(КОРОТКОЕ ЗАДАНИЕ A) Процитируйте из текста о Консультативной комиссии в Лондоне отрывок от «Помощник секретаря Госдепартамента» до «самых общих чертах.».
(КОРОТКОЕ ЗАДАНИЕ B) Продолжите текст о Консультативной комиссии в Лондоне, начав сразу после его последнего предложения.

(ИСХОДНЫЙ ОТРЫВОК)
::::
Джордж Кеннан - Дипломатия Второй мировой войны глазами американского посла в СССР Джорджа Кеннана
Консультативная комиссия была учреждена в Лондоне в конце 1943-го – начале 1944 годов. Американское правительство, вместо того чтобы назначить туда специального представителя, который бы только этой работой и занимался, поручила ее нашему послу в Лондоне, и так имевшему множество других обязанностей. Советское правительство также сделало своим делегатом посла СССР в Лондоне. Только англичане, назначив в комиссию сэра Уильяма Стрэнга, замминистра иностранных дел, и дав ему хороший штат помощников, обеспечили себе адекватное представительство. Англичане рассчитывали, что этот международный орган станет независимой консультативной группой экспертов, вырабатывающей рекомендации для соответствующих правительств. Но как советское, так и американское руководство сделали своих представителей настолько зависимыми, что они, в отличие от Стрэнга, не могли выполнять подобных функций. Американский представитель не мог выдвинуть перед своими коллегами никаких предложений, кроме тех, которые уже ему прислали из Вашингтона в качестве инструкций, что, естественно, весьма ограничивало его свободу действий, тем более что, по-моему, у людей в Вашингтоне не было новых идей, а их предложения не поспевали за развитием событий. Таким образом, комиссия фактически была не совещательным органом, а лишь местом, где регистрировались официальные позиции правительств, с которыми другие правительства могли согласиться или нет. Поэтому выяснилось, что наш посол Винант, собственного мнения которого никто не спрашивал, мог предложить коллегам по комиссии только уже одобренное нашим правительством и при этих обстоятельствах сам не очень нуждался в советнике.
Помощник секретаря Госдепартамента Джеймс Данн, при назначении меня на должность советника, сделал специальное предупреждение, что в военное время Госдепартамент играет лишь совещательную роль в делах политики, а потому мы должны давать советы, только когда нас об этом просят. Видимо, он имел в виду недавнюю историю с моим участием в переговорах об азорских базах. Я прибыл в Лондон на первое рабочее заседание комиссии 14 января 1944 года. В дальнейшем произошли события, напоминавшие то, что случилось в Португалии, хотя и не столь драматичные. О них я расскажу в самых общих чертах.
Англичане первыми положили на стол переговоров проект акта о капитуляции Германии и о будущих зонах оккупации. Мы, американские делегаты, конечно, еще не имели инструкций по этому вопросу. Нам пришлось отправить английские предложения в Вашингтон для согласования. Прошло несколько недель, но реакции Вашингтона не последовало, несмотря на наши повторные запросы.
::::
(СОХРАНЁННЫЕ ДАННЫЕ)
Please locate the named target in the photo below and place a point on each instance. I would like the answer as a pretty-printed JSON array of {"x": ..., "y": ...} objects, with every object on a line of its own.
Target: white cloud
::::
(ОТВЕТ К ЗАДАНИЮ A)
Помощник секретаря Госдепартамента Джеймс Данн, при назначении меня на должность советника, сделал специальное предупреждение, что в военное время Госдепартамент играет лишь совещательную роль в делах политики, а потому мы должны давать советы, только когда нас об этом просят. Видимо, он имел в виду недавнюю историю с моим участием в переговорах об азорских базах. Я прибыл в Лондон на первое рабочее заседание комиссии 14 января 1944 года. В дальнейшем произошли события, напоминавшие то, что случилось в Португалии, хотя и не столь драматичные. О них я расскажу в самых общих чертах.

(ОТВЕТ К ЗАДАНИЮ B)
Наши британские коллеги уже начали проявлять нетерпение. 18 февраля советский делегат представил ответ своего правительства на английскую инициативу. Русские прислали свой альтернативный проект акта о капитуляции Германии, британский же проект документа об оккупационных зонах они приняли в целом. Мы все еще не получили инструкций и могли только сообщить в Вашингтон о реакции советской стороны на английские предложения. Однако ответ русских нас озадачил. Нас не проинформировали официально о том, что происходило на Тегеранской конференции, и мы предположили, что уже тогда английская и российская стороны предварительно договорились по вопросу об оккупационных зонах. Впоследствии я узнал, что это подозрение было необоснованным. Свои предложения правительство Великобритании подготовило уже несколько месяцев назад. Они были известны нашим военным властям уже во время поездки нашего президента в Каир в ноябре 1943 года и широко обсуждались президентом и членами Объединенного комитета начальников штабов, а затем они стали предметом обсуждения на совместном англо-американском заседании начальников штабов в Каире. Но обо всем этом никто в Белом доме не поставил нас в известность, хотя сейчас мы вели переговоры с английским и советским правительствами по этому вопросу. В начале марта из Вашингтона, наконец, пришли инструкции. Сначала мы получили проект акта о капитуляции Германии, вовсе не похожий на предыдущие два. Нам оставалось только предъявить его двум остальным делегациям. 8 марта поступили инструкции, касающиеся будущих зон оккупации, оформленные не как предложения на международных переговорах, а как указание подчиненным от Американского объединенного комитета начальников штабов (которому, судя по тексту, и принадлежал этот документ). Он не сопровождался никакими комментариями и никак не отражал предложений английской и русской сторон по этому вопросу. Граница русской зоны, согласно этому предписанию, должна была проходить дальше к востоку, чем она проходит в действительности, а американская зона, насколько я помню, должна была включать 46 процентов территории и 51 процент населения Германии. Было бы весьма трудно в этом случае убедить русских, уже согласившихся с британским проектом, принять значительно менее выгодные для них условия. Но директива не содержала никаких аргументов, и было неясно, почему мы должны выдвигать в комиссии именно такие условия.
Я решительно возражал против представления этого странного документа на заседании комиссии в качестве официальной позиции США, так как просто не мог поверить, что это настоящие дипломатические инструкции для проведения важных международных переговоров. Подозрения мои усилились, когда один военный, сопровождавший Рузвельта в Каир, по секрету рассказал мне, что эта «инструкция» воспроизводит запись, сделанную президентом по дороге на клочке бумаги. Видимо, кто-то из военных чинов решил преподнести эту запись как наши официальные предложения. Мой коллега, военный советник посла, генерал Уикершем, человек, отличавшийся здравым смыслом, с которым мне в целом приятно было работать вместе, в этом случае не мог не выступить в защиту документа. «Эта бумага, – возражал он, – вышла из Комитета начальников штабов, и мы должны бороться за нее, мой дорогой». На это я ему отвечал, что трудно бороться за нечто бессмысленное и непонятное тебе самому. Мы с генералом Викершемом решили отправиться в Вашингтон, чтобы разобраться в этой запутанной проблеме. Я выполнил это намерение.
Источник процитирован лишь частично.